═══ Dataset entries ═══

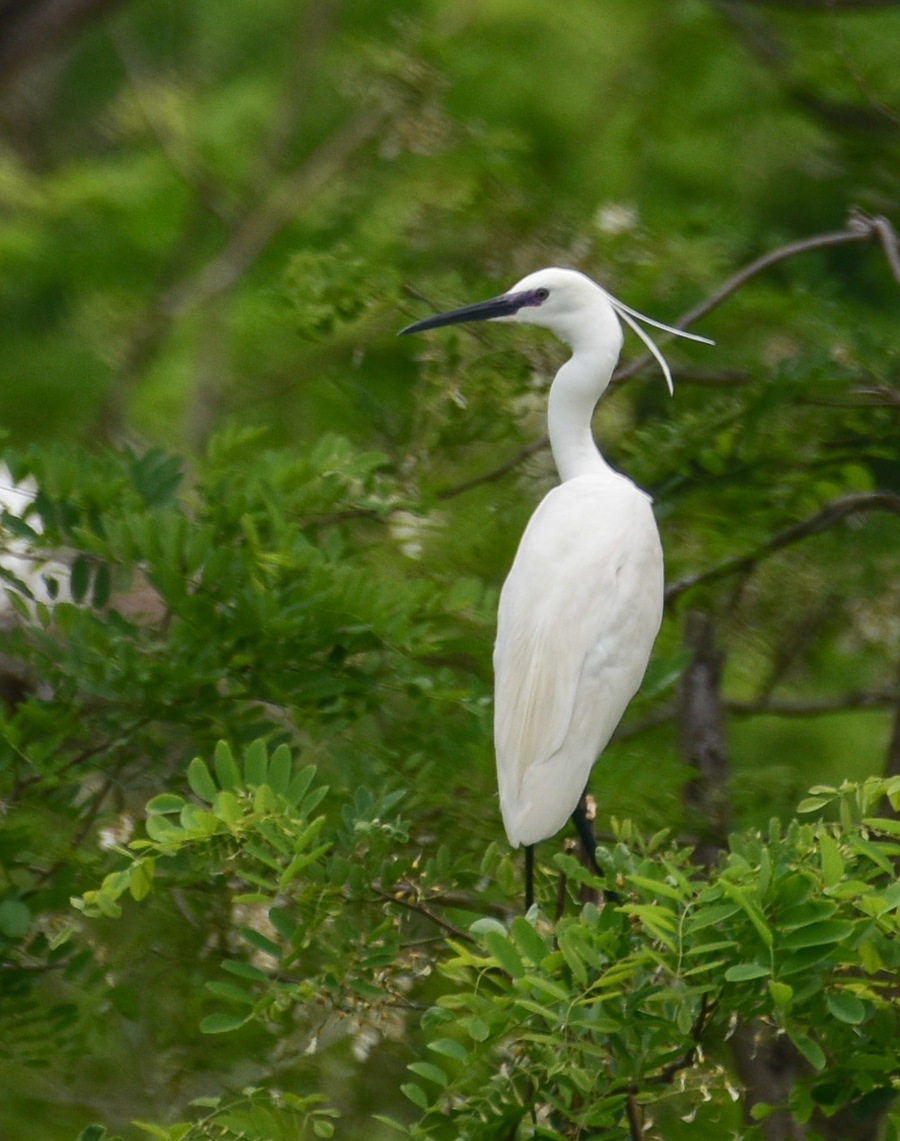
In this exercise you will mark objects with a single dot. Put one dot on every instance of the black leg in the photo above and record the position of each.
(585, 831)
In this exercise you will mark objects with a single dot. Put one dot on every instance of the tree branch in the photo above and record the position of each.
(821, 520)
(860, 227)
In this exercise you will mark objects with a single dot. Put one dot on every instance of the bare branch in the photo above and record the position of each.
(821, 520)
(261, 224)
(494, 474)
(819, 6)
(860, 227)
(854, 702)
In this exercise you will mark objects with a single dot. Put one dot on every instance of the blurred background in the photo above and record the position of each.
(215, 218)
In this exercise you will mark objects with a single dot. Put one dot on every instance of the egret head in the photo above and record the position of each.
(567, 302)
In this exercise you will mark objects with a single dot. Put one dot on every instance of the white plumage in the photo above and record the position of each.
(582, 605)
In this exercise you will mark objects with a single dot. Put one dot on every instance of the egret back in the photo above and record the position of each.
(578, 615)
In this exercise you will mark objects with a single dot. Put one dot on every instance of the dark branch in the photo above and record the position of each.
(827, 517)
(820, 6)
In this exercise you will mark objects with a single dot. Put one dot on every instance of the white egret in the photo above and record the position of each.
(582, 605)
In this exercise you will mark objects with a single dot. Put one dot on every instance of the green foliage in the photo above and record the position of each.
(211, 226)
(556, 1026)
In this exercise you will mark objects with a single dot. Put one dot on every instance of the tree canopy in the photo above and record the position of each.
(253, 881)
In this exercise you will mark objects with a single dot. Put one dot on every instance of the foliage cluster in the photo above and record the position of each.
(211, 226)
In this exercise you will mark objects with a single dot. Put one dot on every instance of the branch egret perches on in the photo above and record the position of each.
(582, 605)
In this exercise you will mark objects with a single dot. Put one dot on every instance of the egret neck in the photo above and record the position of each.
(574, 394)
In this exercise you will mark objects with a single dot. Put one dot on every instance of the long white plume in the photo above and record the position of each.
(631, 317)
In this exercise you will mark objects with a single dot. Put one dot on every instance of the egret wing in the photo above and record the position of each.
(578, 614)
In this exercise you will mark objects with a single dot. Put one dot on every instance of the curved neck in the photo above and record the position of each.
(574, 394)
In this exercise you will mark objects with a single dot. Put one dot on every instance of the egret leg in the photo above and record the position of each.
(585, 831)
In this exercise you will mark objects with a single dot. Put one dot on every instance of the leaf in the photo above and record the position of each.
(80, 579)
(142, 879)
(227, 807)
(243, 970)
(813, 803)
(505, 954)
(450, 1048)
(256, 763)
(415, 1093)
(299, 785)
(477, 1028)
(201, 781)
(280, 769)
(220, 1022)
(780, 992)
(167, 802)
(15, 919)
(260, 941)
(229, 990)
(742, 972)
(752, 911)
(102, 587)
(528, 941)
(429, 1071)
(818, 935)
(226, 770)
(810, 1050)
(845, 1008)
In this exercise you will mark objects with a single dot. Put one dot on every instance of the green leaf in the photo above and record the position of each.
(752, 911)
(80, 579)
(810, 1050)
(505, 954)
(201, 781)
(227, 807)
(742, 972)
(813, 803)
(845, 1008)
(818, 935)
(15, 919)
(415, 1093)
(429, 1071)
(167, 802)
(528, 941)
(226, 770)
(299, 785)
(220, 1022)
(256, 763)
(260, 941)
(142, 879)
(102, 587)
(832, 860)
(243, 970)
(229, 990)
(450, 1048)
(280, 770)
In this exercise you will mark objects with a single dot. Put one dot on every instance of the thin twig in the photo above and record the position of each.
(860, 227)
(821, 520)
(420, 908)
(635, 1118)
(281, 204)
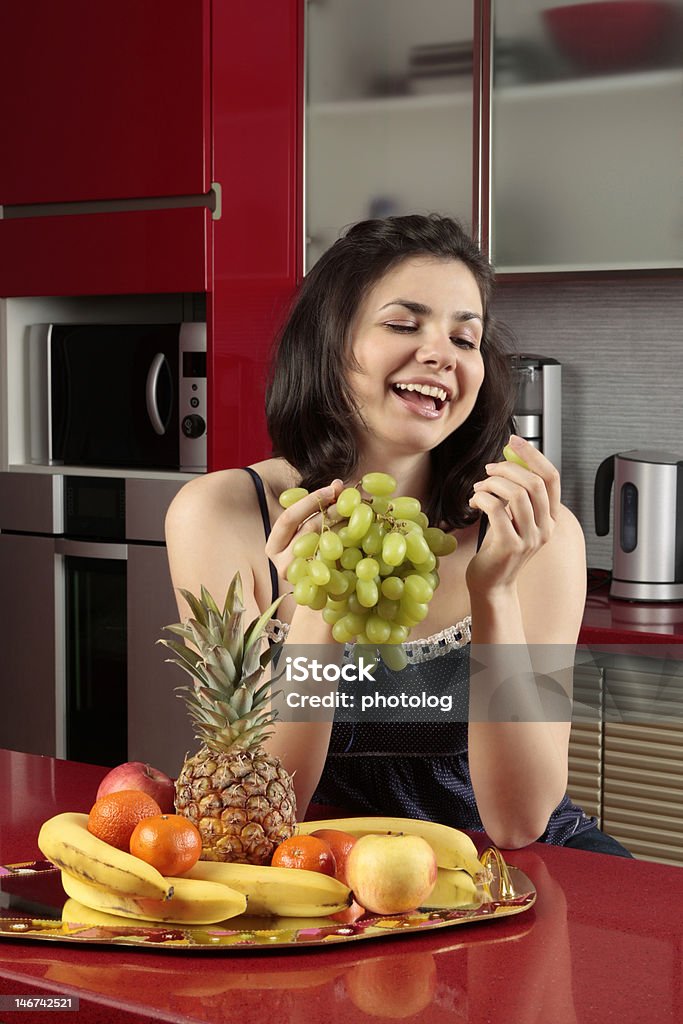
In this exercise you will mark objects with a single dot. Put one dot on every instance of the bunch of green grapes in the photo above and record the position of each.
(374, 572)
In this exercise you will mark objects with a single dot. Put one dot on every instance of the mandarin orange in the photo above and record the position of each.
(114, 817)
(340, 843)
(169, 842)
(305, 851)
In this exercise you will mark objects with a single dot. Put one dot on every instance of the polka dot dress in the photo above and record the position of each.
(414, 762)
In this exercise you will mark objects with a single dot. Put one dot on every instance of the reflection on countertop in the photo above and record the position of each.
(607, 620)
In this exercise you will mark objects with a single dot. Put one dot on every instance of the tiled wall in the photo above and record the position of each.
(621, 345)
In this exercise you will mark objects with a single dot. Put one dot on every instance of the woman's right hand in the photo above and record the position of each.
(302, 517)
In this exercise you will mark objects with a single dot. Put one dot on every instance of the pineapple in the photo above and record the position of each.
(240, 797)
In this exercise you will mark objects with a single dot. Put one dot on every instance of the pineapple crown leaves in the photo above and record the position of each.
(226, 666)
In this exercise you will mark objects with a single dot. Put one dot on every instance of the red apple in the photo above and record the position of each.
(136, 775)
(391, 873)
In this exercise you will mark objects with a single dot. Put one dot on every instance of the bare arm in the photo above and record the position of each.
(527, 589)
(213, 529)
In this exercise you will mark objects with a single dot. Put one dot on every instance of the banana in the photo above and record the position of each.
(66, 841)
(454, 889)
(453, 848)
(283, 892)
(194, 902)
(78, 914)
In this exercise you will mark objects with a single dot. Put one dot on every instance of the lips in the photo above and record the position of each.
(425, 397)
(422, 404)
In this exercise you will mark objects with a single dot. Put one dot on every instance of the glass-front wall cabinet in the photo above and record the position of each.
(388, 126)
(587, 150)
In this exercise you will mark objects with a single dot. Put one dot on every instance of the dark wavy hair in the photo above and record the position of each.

═══

- _Problem details_
Update the lines from the start of the records through the line holding "(556, 1026)", inclusive, by replacing "record the position of each" with "note the location of each" everywhere and leaving everything else unchanged. Omit the pictures from your answer.

- _Task output_
In this exercise you will mark objects with a single dot. Put one dot on every instance of the black leg in the photo above and note the location of each.
(585, 831)
In this exercise you will mark objects with a single dot. Put one dot on every instance of the tree branch in the photo above and note the location of each.
(821, 520)
(860, 227)
In this exercise you will mark objects with a single dot. Put one dot on every instance of the bare branch in the photo above and note the location of each.
(821, 520)
(261, 224)
(494, 474)
(819, 6)
(860, 227)
(854, 702)
In this exercise you will mark objects with a single dot. Put one dot on every instance of the blurred background in the photo above and note the location of each.
(215, 218)
In this exercise you will mark objects with a single dot. Put one dot on every instance of the egret head in the photo above and note the location of each.
(567, 302)
In this exercise you will mark objects with a single dot. Put one dot on every instance of the white plumage in the photo above and note the location of each.
(582, 605)
In this exercise you will mark objects with a single dot. Put one dot on every instance of the egret back in the photo above and note the location of each.
(578, 615)
In this exercise you will mark objects with a single dot. Put one dot on every instance of the dark branch in the photo above and note the location of each.
(827, 517)
(820, 6)
In this exercise you will mark objects with a single dot. Put one dot on every instance of the white egret in the photo above and note the location of each.
(582, 605)
In this exercise you will mark objects with a single dot. Put one dot on every instance of the green foliage in the photo above and note the location of each.
(211, 226)
(556, 1026)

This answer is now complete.